» **GOAL**
Please show every line of the data below that contains the word "flower".

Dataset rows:
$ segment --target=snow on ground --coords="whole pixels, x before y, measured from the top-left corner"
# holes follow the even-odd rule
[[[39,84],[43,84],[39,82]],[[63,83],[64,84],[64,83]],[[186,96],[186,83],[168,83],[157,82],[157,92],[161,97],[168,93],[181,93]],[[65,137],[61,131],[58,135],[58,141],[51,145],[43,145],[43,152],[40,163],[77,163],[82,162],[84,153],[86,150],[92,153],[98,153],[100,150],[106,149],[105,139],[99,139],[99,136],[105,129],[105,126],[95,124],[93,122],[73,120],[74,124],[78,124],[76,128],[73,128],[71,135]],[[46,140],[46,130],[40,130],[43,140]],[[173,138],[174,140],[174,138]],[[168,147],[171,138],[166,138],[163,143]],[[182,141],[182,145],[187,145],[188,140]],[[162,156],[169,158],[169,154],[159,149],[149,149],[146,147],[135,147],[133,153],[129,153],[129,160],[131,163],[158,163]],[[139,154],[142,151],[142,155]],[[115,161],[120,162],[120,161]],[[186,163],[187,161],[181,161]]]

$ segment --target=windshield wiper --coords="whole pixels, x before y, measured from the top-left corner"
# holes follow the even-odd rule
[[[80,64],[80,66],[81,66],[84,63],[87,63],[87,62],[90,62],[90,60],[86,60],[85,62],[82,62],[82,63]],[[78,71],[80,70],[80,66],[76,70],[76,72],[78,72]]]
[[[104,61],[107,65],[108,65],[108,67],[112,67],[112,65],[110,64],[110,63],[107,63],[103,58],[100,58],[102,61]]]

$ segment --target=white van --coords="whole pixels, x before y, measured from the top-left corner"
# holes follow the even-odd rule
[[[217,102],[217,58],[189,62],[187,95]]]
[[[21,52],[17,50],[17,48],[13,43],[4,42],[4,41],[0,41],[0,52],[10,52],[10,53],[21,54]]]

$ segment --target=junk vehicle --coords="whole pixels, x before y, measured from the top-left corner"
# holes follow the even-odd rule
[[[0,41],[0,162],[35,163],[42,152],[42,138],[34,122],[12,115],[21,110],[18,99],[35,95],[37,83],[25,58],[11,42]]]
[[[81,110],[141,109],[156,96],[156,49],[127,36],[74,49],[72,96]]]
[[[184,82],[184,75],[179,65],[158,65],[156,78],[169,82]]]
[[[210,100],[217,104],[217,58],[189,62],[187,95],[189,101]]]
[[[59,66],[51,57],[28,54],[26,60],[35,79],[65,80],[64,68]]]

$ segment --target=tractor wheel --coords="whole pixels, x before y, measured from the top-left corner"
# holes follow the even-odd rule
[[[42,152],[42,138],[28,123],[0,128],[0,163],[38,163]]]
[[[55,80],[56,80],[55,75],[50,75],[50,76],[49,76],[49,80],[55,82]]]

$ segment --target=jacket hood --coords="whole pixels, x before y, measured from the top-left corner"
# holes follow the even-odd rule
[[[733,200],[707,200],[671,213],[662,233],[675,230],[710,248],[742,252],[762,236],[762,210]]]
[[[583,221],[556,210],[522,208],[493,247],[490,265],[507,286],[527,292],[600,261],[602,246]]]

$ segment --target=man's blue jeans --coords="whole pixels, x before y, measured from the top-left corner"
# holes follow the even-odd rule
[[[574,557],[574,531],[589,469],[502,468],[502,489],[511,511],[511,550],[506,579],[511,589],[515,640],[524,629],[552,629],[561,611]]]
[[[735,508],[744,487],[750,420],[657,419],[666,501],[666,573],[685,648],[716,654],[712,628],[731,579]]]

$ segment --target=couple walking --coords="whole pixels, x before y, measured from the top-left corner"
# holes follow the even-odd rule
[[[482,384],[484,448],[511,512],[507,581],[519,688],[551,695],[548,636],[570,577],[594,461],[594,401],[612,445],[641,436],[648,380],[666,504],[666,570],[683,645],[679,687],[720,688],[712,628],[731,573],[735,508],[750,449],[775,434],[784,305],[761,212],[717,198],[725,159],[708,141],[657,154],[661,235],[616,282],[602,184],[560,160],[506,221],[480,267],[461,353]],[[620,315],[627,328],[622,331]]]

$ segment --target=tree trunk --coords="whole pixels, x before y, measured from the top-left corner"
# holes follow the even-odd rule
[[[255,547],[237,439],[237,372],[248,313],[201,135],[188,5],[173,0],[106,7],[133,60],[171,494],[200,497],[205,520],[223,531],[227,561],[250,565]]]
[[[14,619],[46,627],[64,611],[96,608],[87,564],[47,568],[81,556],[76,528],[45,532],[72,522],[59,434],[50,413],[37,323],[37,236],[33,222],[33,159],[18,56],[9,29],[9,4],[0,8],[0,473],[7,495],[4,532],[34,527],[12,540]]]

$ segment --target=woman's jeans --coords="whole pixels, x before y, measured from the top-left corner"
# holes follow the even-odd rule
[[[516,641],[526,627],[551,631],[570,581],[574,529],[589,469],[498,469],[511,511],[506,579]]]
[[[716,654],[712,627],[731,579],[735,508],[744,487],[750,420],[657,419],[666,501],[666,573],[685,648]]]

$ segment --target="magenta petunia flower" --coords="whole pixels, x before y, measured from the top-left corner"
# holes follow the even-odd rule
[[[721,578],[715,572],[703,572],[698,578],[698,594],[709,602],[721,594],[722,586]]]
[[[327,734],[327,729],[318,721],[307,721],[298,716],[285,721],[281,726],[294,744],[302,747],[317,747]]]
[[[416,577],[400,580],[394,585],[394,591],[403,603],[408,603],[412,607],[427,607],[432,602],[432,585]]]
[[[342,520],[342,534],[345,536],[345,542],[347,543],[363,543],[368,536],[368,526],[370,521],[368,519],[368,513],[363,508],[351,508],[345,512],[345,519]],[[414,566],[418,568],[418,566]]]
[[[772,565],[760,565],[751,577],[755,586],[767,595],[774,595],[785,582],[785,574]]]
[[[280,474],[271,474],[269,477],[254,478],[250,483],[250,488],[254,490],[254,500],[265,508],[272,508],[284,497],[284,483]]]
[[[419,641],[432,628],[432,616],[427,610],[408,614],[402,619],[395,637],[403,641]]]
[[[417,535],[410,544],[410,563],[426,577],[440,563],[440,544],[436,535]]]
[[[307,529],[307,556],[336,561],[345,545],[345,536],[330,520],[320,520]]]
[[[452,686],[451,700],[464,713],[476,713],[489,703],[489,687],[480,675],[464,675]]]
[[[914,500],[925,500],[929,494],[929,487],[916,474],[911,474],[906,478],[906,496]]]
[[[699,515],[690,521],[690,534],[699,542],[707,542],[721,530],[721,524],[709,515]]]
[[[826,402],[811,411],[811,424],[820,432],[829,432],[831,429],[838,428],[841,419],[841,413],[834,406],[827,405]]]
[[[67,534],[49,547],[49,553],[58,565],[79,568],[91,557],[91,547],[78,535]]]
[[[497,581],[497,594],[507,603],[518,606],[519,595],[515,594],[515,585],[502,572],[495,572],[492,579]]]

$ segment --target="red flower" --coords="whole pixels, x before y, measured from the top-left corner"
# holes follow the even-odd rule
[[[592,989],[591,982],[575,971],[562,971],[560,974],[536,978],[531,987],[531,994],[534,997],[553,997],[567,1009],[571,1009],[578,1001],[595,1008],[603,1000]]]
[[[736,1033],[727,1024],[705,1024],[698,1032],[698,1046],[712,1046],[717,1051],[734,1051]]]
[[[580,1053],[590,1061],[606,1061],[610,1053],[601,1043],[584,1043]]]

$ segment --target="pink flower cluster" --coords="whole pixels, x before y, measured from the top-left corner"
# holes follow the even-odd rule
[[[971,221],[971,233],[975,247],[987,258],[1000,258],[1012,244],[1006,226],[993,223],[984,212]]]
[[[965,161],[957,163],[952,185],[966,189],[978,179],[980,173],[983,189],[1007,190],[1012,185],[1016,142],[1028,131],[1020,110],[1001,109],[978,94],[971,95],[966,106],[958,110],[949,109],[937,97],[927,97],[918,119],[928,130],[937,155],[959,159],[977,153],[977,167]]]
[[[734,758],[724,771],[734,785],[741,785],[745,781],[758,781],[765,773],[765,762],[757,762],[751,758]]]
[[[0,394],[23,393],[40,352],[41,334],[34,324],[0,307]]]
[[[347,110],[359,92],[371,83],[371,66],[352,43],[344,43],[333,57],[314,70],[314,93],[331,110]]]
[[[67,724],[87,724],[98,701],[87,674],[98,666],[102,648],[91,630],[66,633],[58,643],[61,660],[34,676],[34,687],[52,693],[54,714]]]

» **RESULT OF THE TASK**
$ segment --target="magenta petunia flower" --coords="whole pixels, x before y, measured from the top-left corner"
$ segment --target="red flower" --coords="whole pixels, x before y, measured from the top-left corner"
$ segment --target="pink flower cluster" --coords="whole pixels, x before y, measured from the top-left corner"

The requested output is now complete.